EXERCISE A — Translate this sentence from the metal coatings text below into Spanish: "Some patinas, however, curtail further degradation of the surface, and so are encouraged."
EXERCISE B — Extend the metal coatings text below, picking up after its final sentence.

STUDY TEXT —
────────

Post 627 –by Gautam Shah
A coating is a thin surfacing that is applied or attached to the surface with various degrees of ‘chemical’ integration or amalgamation. Metal coatings are of four types: ‘Organic’ coatings like paints, organosols or other polymeric compounds, Non-Organic coatings of metals, Coatings of metalloids reaching to ceramic states, and Gas reaction-deposition systems.
Metals need a coating to alter the physical and chemical properties of a surface, such as to endow desired quality of texture, colour, patterns, electrical properties, surface reactivity, strength properties, etc. Often a surface treatment is in preparation for another treatment, as a temporary or permanent application. Maintenance of specific surface properties during sub-processing, transit, fabrication, installation and repairs require special coating systems.
Metal items require some form of ‘surface-deep’ preparatory ‘work’ to receive the coating, but such ‘work’ for small-or-thin-body entities like plates, sheets, foils, wires, threads may involve entire mass of the body. Post such preparatory work, involving heat leaves some stresses in the item. Small or thin body items have uniform stresses. But heavy items and assembled work can have differential stresses, which affects the final coating.
One of the first Metal coating realized by Man was Patina. Metal rusting is nominally a crust like degradation products, but some metals like Bronze, acquire a surface layer over a period of time. Verdigris is the natural patina. Metal artifacts exposed to different environments such air, sea-water, soils acquire patina, a layer consisting of oxides, carbonates, sulfides, or sulfates. Patinas are products of surface mass degradation, and so etch or reduce thickness of the surfaces. Some patinas, however, curtail further degradation of the surface, and so are encouraged. Patinas are often visually appealing and so desired. Effects similar to patina can be achieved by designed exposure and by treating with various chemicals. Patinas are commonly green, but may vary in colour such as of red, brown, black, blue, or gray. Its surface may be smooth, glossy, or crusty. Newly made objects are deliberately patinated to simulate the antiquity in a process is often called distressing.

────────

GIVEN DATA —
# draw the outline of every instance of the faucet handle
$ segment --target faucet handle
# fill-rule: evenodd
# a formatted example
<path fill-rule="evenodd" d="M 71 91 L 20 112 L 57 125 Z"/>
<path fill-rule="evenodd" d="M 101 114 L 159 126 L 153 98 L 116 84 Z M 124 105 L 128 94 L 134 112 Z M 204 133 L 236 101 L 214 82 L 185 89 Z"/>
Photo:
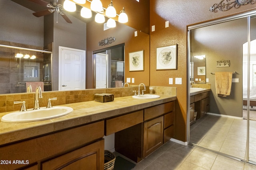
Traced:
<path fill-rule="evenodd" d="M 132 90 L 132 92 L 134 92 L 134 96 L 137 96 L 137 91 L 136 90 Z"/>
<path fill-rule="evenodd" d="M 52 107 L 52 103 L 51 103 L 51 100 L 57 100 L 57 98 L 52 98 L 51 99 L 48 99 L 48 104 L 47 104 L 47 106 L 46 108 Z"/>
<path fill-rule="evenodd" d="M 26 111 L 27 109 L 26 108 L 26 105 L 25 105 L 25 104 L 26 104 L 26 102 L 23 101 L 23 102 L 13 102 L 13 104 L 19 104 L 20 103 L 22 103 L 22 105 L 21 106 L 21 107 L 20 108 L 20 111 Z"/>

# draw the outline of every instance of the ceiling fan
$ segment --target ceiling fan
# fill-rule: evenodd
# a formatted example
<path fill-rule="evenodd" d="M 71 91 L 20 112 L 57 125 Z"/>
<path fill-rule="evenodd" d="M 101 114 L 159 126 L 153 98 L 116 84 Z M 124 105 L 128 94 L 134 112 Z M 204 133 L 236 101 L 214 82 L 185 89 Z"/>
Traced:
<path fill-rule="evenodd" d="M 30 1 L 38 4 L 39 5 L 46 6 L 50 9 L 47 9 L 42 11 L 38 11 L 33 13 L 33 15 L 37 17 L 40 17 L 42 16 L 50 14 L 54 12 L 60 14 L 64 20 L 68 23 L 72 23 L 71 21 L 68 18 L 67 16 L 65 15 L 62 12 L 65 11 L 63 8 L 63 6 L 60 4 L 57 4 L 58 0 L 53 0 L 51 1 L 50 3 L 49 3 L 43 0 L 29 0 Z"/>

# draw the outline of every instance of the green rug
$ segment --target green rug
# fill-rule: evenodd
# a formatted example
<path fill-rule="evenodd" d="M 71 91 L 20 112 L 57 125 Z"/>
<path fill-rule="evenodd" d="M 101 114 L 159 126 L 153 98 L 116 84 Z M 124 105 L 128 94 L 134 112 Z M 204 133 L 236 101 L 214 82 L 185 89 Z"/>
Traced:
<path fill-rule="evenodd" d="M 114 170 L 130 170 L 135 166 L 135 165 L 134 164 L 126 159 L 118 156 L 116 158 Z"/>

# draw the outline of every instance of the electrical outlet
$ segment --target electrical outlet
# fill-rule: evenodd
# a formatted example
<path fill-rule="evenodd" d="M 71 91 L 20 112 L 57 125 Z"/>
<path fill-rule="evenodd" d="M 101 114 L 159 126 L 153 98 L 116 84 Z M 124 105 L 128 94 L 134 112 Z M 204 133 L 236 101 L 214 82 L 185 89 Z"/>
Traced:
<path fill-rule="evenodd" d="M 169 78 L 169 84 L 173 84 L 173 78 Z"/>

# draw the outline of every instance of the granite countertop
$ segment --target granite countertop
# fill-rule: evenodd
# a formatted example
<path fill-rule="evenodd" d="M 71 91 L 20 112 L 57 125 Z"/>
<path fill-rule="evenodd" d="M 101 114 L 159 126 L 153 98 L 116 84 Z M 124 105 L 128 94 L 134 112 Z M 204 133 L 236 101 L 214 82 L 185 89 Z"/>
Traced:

────────

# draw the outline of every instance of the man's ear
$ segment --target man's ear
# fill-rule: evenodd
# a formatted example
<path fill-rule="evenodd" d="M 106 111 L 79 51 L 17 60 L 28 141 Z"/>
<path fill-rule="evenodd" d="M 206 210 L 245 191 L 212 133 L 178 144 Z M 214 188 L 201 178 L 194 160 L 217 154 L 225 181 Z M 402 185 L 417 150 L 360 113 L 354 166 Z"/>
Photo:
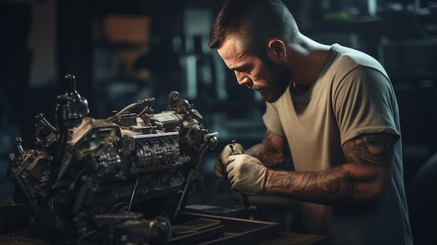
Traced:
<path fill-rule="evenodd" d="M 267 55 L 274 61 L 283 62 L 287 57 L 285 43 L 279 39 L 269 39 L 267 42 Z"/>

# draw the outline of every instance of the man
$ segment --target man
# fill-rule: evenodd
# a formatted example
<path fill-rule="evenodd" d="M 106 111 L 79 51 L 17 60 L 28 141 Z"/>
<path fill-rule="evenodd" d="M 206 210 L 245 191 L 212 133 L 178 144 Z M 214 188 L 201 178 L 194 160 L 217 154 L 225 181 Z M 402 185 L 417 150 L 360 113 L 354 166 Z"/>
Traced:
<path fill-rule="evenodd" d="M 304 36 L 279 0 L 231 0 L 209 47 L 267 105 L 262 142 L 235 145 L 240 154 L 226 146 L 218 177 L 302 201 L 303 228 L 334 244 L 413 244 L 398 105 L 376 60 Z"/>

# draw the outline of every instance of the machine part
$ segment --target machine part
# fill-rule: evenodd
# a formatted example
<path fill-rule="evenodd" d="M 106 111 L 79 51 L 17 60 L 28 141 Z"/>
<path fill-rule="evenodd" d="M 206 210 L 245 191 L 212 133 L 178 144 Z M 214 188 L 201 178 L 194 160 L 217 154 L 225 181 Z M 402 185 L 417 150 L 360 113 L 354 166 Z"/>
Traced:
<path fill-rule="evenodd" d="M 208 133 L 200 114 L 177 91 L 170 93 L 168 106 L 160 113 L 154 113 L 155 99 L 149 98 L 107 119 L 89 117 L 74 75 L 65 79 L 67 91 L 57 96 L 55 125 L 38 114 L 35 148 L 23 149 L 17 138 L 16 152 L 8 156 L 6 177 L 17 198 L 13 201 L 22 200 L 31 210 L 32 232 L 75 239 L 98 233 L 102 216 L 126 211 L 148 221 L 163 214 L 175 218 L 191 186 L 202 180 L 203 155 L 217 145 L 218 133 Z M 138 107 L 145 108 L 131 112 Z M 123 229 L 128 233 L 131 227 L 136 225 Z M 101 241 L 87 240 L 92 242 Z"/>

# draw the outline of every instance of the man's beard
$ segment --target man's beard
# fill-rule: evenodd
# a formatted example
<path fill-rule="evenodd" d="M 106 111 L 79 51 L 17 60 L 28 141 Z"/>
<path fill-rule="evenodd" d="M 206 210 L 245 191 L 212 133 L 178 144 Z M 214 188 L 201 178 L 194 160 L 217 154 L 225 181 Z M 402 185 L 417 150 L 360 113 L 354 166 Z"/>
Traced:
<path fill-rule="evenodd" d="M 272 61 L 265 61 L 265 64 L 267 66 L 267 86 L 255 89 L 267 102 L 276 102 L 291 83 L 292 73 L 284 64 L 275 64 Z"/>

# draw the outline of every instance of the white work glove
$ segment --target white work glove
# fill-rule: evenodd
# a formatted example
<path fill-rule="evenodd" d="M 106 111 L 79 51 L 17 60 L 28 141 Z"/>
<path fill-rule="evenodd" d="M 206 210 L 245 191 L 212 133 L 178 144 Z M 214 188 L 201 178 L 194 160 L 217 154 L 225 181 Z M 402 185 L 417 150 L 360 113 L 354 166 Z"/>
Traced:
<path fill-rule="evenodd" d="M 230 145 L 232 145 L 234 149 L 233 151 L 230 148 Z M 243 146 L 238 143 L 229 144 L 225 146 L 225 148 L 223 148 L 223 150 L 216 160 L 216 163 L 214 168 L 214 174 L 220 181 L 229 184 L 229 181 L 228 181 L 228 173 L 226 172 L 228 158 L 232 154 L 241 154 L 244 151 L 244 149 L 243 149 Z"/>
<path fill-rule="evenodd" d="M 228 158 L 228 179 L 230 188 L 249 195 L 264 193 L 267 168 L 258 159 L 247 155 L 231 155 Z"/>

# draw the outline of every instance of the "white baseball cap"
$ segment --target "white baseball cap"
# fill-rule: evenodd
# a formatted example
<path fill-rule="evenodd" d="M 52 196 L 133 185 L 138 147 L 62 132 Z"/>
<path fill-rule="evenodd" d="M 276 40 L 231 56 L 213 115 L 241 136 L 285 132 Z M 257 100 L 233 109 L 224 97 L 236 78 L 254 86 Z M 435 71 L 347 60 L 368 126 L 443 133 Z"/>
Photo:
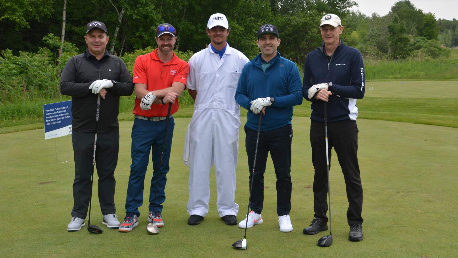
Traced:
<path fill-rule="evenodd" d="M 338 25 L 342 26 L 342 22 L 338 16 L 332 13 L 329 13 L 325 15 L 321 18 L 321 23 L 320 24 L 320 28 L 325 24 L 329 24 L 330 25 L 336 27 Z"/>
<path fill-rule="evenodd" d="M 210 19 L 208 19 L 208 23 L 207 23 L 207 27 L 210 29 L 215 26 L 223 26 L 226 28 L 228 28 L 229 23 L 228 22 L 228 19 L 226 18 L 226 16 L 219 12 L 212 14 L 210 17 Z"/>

────────

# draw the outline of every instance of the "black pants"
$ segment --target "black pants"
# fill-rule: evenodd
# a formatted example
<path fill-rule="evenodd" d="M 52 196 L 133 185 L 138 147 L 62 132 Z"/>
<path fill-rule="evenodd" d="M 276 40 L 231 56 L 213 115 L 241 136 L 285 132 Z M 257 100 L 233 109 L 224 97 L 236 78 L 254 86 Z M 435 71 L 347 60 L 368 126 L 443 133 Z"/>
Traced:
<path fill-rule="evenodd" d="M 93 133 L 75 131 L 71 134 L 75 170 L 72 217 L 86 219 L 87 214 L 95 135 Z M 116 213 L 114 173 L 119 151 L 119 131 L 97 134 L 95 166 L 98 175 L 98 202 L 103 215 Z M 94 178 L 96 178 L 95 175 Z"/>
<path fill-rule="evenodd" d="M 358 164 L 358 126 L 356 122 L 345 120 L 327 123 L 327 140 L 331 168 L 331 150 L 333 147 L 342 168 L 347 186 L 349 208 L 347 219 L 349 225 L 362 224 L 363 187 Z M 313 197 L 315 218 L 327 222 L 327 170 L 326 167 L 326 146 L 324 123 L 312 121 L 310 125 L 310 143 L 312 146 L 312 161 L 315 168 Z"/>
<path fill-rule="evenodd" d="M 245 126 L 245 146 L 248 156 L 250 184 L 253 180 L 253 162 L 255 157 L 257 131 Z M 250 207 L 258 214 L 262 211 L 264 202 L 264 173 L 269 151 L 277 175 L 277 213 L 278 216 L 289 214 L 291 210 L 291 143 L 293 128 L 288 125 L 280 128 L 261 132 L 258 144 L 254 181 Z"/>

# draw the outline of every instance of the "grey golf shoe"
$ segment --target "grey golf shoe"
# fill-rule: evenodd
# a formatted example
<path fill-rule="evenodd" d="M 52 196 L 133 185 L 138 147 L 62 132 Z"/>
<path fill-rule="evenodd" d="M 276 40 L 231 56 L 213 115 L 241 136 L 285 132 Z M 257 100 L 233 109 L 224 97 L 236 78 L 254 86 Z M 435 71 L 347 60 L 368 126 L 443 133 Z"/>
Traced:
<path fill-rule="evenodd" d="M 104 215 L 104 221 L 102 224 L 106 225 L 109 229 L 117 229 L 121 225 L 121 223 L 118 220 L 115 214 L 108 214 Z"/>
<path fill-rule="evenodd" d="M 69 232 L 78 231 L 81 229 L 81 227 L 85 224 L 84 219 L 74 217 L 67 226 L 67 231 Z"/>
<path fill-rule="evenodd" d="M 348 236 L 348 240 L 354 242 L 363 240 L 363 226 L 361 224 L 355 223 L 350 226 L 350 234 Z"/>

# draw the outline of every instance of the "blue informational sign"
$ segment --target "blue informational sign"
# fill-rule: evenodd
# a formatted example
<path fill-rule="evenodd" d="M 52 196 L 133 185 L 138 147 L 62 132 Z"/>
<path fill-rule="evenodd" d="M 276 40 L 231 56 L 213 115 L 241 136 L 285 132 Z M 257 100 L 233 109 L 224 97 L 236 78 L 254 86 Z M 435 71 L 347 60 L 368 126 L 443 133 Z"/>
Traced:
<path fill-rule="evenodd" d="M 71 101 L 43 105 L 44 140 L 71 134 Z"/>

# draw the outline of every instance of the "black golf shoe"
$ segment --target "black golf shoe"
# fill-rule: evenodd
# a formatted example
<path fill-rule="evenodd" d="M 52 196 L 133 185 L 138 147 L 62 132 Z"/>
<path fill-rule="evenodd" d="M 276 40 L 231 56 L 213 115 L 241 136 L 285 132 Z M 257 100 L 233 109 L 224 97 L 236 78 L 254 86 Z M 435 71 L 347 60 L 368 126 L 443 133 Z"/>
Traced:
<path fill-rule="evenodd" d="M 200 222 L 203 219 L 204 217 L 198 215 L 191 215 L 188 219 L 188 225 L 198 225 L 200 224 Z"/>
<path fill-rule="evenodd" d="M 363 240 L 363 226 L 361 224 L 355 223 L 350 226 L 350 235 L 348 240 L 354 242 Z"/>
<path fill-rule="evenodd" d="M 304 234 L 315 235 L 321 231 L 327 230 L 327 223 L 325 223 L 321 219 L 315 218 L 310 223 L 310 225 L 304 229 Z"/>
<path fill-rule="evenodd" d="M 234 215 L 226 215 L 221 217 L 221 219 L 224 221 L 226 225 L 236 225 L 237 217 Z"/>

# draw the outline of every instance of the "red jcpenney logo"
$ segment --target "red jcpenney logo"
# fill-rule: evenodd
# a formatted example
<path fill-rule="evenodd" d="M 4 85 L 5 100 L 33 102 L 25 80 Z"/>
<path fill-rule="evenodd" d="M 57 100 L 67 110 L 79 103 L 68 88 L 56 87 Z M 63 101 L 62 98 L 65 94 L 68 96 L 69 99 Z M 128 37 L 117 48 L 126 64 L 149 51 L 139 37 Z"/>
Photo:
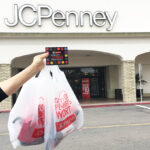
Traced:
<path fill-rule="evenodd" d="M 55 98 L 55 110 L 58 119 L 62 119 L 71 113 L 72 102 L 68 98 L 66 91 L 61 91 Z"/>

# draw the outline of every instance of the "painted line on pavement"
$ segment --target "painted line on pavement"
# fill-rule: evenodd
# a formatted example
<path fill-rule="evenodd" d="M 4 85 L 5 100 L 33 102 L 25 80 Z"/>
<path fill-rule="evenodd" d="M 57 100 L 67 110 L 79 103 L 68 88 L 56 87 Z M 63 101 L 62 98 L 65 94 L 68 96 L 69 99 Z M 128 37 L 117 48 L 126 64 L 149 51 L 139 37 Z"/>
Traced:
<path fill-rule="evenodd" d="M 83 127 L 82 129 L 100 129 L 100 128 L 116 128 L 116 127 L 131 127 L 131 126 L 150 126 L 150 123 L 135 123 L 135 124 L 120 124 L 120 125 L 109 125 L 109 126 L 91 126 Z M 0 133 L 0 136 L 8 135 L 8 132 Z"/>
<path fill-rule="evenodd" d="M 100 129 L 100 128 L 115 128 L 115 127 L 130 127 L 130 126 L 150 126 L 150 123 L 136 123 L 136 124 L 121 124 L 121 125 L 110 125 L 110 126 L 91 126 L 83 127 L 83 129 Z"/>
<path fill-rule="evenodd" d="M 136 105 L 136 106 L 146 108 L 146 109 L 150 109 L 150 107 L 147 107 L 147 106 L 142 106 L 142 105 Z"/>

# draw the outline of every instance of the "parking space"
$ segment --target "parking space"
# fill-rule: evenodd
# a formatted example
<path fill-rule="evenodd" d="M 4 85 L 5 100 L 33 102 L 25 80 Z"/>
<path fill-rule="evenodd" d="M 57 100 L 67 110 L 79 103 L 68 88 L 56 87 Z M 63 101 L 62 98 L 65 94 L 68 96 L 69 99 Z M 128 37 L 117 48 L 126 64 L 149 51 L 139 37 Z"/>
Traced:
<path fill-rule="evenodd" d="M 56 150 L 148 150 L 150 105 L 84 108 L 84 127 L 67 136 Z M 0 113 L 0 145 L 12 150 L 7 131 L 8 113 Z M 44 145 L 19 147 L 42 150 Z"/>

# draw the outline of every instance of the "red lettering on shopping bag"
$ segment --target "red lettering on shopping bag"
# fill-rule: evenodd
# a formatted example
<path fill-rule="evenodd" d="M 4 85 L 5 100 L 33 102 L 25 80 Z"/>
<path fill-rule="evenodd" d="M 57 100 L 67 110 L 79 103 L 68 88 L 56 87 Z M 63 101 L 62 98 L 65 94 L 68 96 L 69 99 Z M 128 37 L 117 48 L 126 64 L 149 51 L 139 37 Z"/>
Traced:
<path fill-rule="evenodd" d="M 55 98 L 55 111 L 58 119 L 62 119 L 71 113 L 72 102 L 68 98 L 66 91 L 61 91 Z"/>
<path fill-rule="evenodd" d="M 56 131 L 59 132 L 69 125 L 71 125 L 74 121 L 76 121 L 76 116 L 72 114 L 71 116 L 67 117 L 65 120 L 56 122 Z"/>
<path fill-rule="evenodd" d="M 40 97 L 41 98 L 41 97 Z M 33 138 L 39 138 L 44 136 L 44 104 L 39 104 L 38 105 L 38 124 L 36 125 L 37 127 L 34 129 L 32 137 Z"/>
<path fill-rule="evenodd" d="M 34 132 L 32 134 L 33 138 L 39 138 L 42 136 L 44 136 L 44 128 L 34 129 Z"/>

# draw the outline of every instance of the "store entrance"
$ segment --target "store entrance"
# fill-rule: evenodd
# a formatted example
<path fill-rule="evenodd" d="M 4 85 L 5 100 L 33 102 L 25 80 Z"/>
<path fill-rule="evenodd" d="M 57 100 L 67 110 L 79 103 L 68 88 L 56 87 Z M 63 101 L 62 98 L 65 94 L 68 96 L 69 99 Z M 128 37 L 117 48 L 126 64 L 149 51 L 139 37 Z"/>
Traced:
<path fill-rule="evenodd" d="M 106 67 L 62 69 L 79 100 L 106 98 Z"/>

────────

EXERCISE RESULT A — Algunas pátinas, sin embargo, frenan la degradación posterior de la superficie, por lo que se fomentan.

EXERCISE RESULT B —
Patina over copper alloys, such as bronze, due to the chlorides leads to green, while sulfur compounds are brown. The basic palette for patinas on copper alloys is blue-black due to ammonium sulfide, brown-black with liver of sulfur, blue-green for cupric nitrate, and yellow-brown due to ferric nitrate. For new artefacts accelerated patination carried out by applying chemicals with heat. Colours range from matte sandstone yellow to deep blues, greens, whites, reds and various blacks. Some patina colours are achieved by the mix of pigments and chemicals. The surface is enhanced by waxing, oiling, or other types of lacquers or clear-coats. French sculptor Auguste Rodin used to instruct assistants to urinate over bronzes stored or buried in the yard. A temporary-washable patina, is produced on copper, by the vinegar (acetic acid).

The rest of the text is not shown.